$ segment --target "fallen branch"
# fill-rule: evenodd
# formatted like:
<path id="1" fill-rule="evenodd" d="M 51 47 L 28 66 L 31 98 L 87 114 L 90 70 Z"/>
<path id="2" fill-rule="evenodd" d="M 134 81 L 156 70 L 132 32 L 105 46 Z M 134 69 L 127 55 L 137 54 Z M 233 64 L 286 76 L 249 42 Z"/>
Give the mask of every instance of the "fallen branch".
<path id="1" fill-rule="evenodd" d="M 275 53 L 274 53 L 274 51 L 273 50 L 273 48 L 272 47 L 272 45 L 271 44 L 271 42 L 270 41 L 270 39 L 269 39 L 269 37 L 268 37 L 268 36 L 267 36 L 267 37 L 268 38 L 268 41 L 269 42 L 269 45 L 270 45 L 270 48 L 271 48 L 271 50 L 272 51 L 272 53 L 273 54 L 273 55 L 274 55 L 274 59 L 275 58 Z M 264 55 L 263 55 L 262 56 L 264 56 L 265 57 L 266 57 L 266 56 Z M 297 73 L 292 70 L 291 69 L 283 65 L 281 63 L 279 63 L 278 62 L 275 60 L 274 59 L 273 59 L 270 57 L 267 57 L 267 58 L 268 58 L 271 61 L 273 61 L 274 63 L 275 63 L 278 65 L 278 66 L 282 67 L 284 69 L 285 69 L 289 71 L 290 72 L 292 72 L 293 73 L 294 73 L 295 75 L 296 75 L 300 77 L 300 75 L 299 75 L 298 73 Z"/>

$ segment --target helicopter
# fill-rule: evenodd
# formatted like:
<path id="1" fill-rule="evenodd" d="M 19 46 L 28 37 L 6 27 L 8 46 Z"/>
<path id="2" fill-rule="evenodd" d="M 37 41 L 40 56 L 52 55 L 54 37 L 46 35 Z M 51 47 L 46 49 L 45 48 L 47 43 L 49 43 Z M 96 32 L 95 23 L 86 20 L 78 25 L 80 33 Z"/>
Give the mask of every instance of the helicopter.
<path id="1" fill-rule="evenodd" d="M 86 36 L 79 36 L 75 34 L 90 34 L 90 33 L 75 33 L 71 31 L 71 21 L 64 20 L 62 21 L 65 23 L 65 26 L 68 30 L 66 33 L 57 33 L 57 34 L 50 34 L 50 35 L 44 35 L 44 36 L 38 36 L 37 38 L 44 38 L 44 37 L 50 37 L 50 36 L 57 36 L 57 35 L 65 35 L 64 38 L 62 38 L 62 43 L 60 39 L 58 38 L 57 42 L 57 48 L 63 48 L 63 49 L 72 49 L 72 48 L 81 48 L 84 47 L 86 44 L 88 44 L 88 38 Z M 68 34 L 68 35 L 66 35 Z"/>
○ ○ ○ ○ ○
Write each line above out exactly.

_Written reply:_
$ segment --target "fallen branch"
# fill-rule: evenodd
# formatted like:
<path id="1" fill-rule="evenodd" d="M 51 47 L 28 66 L 31 98 L 87 114 L 90 70 Z"/>
<path id="2" fill-rule="evenodd" d="M 134 81 L 156 70 L 132 32 L 105 46 Z M 134 69 L 127 55 L 137 54 Z M 233 64 L 286 76 L 249 42 Z"/>
Give the mask of every instance of the "fallen branch".
<path id="1" fill-rule="evenodd" d="M 275 53 L 274 53 L 274 51 L 273 50 L 273 48 L 272 47 L 272 45 L 271 44 L 271 42 L 270 41 L 270 39 L 269 39 L 269 37 L 268 37 L 268 36 L 267 36 L 267 37 L 268 38 L 268 41 L 269 42 L 269 45 L 270 45 L 270 48 L 271 48 L 271 50 L 272 51 L 272 53 L 273 54 L 273 55 L 274 55 L 274 59 L 275 58 Z M 264 55 L 263 55 L 262 56 L 264 56 L 265 57 L 266 57 L 266 56 Z M 297 73 L 292 70 L 291 69 L 283 65 L 281 63 L 279 63 L 278 62 L 275 60 L 274 59 L 273 59 L 270 57 L 267 57 L 267 58 L 268 58 L 271 61 L 273 61 L 274 63 L 275 63 L 278 65 L 278 66 L 282 67 L 284 69 L 285 69 L 289 71 L 290 72 L 292 72 L 293 73 L 294 73 L 295 75 L 296 75 L 300 77 L 300 75 L 299 75 L 298 73 Z"/>

$ segment --target helicopter
# fill-rule: evenodd
# formatted like:
<path id="1" fill-rule="evenodd" d="M 19 46 L 28 37 L 6 27 L 8 46 Z"/>
<path id="2" fill-rule="evenodd" d="M 37 41 L 40 56 L 52 55 L 54 37 L 46 35 Z M 51 47 L 46 49 L 45 48 L 47 43 L 49 43 Z M 96 32 L 95 23 L 86 20 L 78 25 L 80 33 Z"/>
Give the mask of every instance of the helicopter.
<path id="1" fill-rule="evenodd" d="M 86 36 L 79 36 L 75 34 L 90 34 L 90 33 L 75 33 L 71 31 L 71 21 L 64 20 L 62 21 L 65 23 L 65 26 L 68 30 L 66 33 L 57 33 L 57 34 L 50 34 L 50 35 L 44 35 L 44 36 L 38 36 L 37 38 L 44 38 L 44 37 L 50 37 L 50 36 L 57 36 L 57 35 L 65 35 L 64 38 L 62 38 L 62 43 L 60 39 L 58 38 L 57 42 L 57 48 L 63 48 L 63 49 L 72 49 L 72 48 L 81 48 L 84 47 L 86 44 L 88 44 L 88 38 Z M 68 34 L 68 35 L 66 35 Z"/>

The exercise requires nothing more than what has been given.